(Source passage)
Japanese man testifies against his own town in effort to end barbaric dolphin hunts
Controversial annual dolphin hunts in Japan by the fishermen of Taiji may come to an end if one resident of the town has his way.
Footage of the annual hunt and the barbaric practice of killing dolphins has shocked the world in recent years, especially since dolphins are increasingly at risk of extinction due to humans.
Pollution and habitat loss is doing great damage to dolphin populations around the globe, and it’s a real shame because dolphins are highly intelligence mammals that interact with humans very well.
For instance, some militaries, including the United States military, train dolphins to rescue people and detect mines.
Dolphins are also studied to find new treatments for diabetes and they also heal quick and efficiently, something else scientists are interested in because it could result in treatments to help humans heal faster from significant wounds. Dolphins also provide therapy for people with depression.
As an apex predator, dolphins play a large role in ocean ecosystems and even help several other species feed on schools of fish that pods systematically round up.
So, we need dolphins, which is why an anonymous 53-year-old Taiji resident is stepping up to testify in court in favor of ending the annual hunt as part of a lawsuit brought by London-based Action for Dolphins and Japan-based Life Investigation Agency.
According to The Guardian:
The plaintiff, whose father worked on local whaling vessels for four decades, will argue the dolphin drive hunts have damaged the global reputation of Taiji – a town of 3,300 – and that by speaking out he has been “deprived of my right to live normally”.
He said fishermen had wrongly accused him of cutting nets used to confine captured dolphins, and his young sister has been verbally confronted by residents. “The owner of a Japanese restaurant talked to me about my opposition to whaling and suggested that I was no longer welcome there.”
If a court rules for Action for Dolphins, permits for the hunt will no longer be issued.
“We have high hopes for the legal action, and given the compelling evidence, we think it has every chance of success,” Action for Dolphins spokesperson Angie Plummer said. “Japanese people are front and center of the lawsuit, proving there is a strong movement to end dolphin hunting in this country. The hunts are becoming increasingly unpopular in Japan, and at the same time consumption of dolphin meat is steadily decreasing.”
Indeed, and among the reasons it should decrease is the fact that dolphin meat is high in mercury, which is harmful to humans, especially during prenatal development.
Dolphin hunting is barbaric and puts increasing pressure on a species that is already facing challenges as the world deals with worsening climate change.
Taiji may want to continue what it sees as a tradition going back hundreds of years, but that tradition is doing harm to an innocent species that means us no harm and has much to teach us.
Perhaps a new tradition of saving dolphins can be started to replace the old one, this way the town and dolphins both win.
(End Source passage)
**Exercise instructions**
A) In the Taiji dolphin hunt article, quote the passage from "So, we need" to "Life Investigation Agency.".
B) According to the Taiji dolphin hunt article, what happens to hunt permits if a court rules for Action for Dolphins?
C) Using the Taiji dolphin hunt article, explain why it says the consumption of dolphin meat should decrease.
(Data extracts)
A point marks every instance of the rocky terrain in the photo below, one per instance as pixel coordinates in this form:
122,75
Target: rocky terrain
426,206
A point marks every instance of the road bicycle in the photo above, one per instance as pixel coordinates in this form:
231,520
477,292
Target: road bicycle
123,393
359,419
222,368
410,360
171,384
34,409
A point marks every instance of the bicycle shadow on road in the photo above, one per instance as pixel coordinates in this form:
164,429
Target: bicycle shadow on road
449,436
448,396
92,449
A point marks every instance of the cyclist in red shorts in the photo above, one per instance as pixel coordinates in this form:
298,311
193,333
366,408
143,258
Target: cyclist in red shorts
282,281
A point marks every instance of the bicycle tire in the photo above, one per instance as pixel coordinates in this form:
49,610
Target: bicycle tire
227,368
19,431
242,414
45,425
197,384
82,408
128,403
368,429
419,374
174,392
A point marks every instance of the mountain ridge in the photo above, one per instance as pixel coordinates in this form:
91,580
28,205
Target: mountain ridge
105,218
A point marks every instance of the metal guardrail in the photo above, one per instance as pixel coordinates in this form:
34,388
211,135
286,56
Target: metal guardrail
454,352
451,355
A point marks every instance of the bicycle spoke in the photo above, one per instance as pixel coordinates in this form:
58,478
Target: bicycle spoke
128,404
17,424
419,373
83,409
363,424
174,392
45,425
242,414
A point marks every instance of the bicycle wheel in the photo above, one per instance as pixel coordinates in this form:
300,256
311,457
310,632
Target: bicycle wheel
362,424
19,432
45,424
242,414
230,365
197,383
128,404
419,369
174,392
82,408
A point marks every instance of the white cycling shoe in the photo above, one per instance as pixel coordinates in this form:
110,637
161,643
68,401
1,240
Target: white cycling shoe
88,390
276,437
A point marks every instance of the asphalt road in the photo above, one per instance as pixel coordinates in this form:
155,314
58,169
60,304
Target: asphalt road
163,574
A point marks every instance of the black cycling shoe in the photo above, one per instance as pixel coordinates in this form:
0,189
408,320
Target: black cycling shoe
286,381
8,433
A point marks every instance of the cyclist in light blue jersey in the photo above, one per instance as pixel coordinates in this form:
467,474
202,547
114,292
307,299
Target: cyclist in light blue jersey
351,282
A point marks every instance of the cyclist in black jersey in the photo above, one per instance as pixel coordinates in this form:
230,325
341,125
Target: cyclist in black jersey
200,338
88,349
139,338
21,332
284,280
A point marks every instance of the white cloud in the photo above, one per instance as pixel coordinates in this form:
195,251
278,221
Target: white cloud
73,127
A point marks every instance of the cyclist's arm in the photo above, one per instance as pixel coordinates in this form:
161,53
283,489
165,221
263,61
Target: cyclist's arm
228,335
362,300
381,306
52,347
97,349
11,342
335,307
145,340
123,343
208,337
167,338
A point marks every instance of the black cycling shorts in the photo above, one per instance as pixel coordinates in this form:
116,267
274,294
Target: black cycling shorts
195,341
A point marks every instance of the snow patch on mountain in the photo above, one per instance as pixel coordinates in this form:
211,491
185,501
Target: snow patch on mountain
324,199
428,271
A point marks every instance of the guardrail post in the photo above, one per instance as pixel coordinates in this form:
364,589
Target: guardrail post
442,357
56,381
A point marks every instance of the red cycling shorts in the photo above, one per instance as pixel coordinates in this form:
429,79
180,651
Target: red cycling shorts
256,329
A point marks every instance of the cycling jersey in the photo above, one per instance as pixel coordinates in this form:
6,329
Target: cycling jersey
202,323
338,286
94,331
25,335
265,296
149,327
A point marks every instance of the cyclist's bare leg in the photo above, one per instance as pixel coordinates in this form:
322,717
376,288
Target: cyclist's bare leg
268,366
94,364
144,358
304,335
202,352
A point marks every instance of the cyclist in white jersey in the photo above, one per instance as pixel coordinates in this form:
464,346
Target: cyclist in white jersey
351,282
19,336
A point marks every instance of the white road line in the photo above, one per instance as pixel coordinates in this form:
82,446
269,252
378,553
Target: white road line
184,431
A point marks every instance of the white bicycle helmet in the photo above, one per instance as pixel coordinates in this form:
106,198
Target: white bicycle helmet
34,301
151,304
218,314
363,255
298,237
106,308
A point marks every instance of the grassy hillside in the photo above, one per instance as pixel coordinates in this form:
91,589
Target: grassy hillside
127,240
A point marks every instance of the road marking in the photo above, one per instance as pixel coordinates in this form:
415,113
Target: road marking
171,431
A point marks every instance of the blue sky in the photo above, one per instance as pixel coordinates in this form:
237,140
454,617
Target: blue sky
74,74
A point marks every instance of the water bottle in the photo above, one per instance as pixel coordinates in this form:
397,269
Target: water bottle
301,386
(End Data extracts)
**Responses for each task**
A)
So, we need dolphins, which is why an anonymous 53-year-old Taiji resident is stepping up to testify in court in favor of ending the annual hunt as part of a lawsuit brought by London-based Action for Dolphins and Japan-based Life Investigation Agency.

B) Permits for the hunt will no longer be issued.

C) Dolphin meat is high in mercury. Mercury is harmful to humans, especially during prenatal development.